_Supplied text_:
--- START ---
Published in final edited form as: J Am Acad Dermatol. 2016 Jul 16;75(4):698–705. doi: 10.1016/j.jaad.2016.05.011

Trends in Diagnosis and Clinical Features of Melanoma in situ in U.S. Men and Women: a prospective, observational study

Erin X Wei 1, Abrar A Qureshi 2,3,4, Jiali Han 2,5,6, Tricia Y Li 2, Eunyoung Cho 2,3,4, Jennifer Y Lin 7, Wen-Qing Li 3,4
PMCID: PMC5030168  NIHMSID: NIHMS806127  PMID: 27436155

Abstract

Background

The incidence of melanoma in situ is rising, but little is known about its characteristics.

Objective

To determine trends in diagnosis and clinical features of melanoma in situ.

Methods

Incident cases of melanoma were collected prospectively from the Nurses’ Health Study from 1976–2010 and Health Professionals Follow-up Study from 1986–2010.

Results

MIS incidence increased from 2 to 42 per 100,000-person-year (100KPY) among women, and from 11 to 73 per 100KPY among men, exceeding the rate of increase of invasive melanomas. Melanoma mortality initially increased during the follow-up period then plateaued. Men were more likely than women to develop in situ melanomas on upper half of the body (p<0.001). Invasive melanomas were diagnosed at a younger age than melanoma in situ (p<0.001), and were more likely to be found on the lower extremities than in situ melanomas (p<0.001).

Limitations

This is a strictly descriptive study without examination into mechanisms.

Conclusion

We found epidemiologic and clinical differences in in situ and invasive melanomas, which support further examination into the variations in etiologic pathways. The lack of improvement in mortality despite increase in detection of in situ relative to invasive lesions further highlight the need to improve invasive melanoma-specific clinical screening features.
--- END ---
_Data for review_:
--- START ---
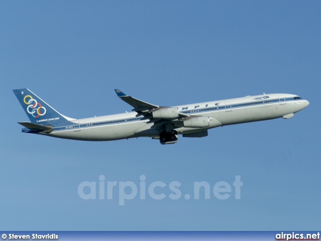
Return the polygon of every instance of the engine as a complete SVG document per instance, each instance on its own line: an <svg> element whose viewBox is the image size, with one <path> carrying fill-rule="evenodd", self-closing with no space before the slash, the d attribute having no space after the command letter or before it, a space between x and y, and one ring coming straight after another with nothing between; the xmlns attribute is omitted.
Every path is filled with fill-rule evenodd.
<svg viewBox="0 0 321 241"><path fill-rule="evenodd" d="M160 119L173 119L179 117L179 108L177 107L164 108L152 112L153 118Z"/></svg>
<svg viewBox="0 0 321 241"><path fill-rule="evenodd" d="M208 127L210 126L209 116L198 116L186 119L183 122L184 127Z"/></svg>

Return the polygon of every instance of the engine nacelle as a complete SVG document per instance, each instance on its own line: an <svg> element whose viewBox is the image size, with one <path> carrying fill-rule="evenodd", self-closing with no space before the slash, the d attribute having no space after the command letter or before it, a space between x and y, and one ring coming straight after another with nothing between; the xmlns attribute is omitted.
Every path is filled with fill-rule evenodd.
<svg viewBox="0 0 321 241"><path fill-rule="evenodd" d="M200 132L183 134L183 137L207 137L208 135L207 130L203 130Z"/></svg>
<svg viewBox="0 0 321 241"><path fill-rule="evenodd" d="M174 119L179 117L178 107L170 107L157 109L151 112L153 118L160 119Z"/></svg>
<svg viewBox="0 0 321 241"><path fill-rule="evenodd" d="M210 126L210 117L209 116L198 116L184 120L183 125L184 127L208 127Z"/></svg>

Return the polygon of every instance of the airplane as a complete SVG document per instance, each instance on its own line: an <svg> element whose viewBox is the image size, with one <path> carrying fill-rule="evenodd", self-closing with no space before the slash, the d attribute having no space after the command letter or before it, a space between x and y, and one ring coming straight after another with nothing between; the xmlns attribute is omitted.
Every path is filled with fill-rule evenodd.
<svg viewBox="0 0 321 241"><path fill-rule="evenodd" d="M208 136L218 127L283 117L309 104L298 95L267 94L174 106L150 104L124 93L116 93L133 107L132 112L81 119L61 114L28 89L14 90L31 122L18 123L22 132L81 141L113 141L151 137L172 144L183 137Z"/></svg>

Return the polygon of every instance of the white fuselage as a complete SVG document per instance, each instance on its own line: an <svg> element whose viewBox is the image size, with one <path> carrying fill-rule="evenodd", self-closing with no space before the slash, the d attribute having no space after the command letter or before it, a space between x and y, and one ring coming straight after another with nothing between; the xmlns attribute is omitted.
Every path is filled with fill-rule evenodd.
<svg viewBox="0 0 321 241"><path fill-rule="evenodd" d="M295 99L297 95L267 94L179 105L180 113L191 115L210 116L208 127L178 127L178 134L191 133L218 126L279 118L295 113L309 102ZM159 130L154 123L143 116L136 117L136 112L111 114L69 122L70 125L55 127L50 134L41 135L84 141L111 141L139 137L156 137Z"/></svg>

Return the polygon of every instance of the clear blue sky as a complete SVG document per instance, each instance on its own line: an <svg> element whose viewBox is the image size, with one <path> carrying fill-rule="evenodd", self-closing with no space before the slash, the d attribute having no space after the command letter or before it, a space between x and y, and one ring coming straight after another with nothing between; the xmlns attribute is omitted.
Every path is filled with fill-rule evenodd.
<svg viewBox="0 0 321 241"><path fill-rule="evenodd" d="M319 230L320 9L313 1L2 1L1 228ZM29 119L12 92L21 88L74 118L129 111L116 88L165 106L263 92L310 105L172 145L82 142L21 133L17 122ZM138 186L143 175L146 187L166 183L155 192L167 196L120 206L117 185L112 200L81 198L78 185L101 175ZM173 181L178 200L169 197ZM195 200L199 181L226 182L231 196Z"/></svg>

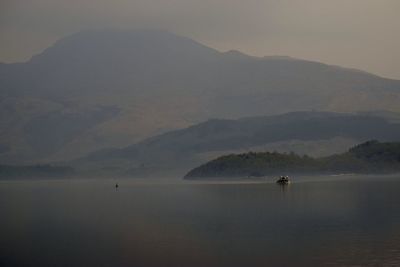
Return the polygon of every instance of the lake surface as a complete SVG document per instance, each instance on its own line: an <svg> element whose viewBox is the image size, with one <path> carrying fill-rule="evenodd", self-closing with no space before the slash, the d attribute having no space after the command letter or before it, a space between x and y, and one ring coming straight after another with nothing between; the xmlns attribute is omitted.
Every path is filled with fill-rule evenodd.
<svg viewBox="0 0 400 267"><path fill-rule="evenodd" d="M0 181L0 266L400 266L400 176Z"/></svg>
--- END ---
_About this exercise_:
Reproduce the stretch of the melanoma in situ abstract from "Limitations" through "clinical screening features." word for word.

_Solved problem_:
Limitations

This is a strictly descriptive study without examination into mechanisms.

Conclusion

We found epidemiologic and clinical differences in in situ and invasive melanomas, which support further examination into the variations in etiologic pathways. The lack of improvement in mortality despite increase in detection of in situ relative to invasive lesions further highlight the need to improve invasive melanoma-specific clinical screening features.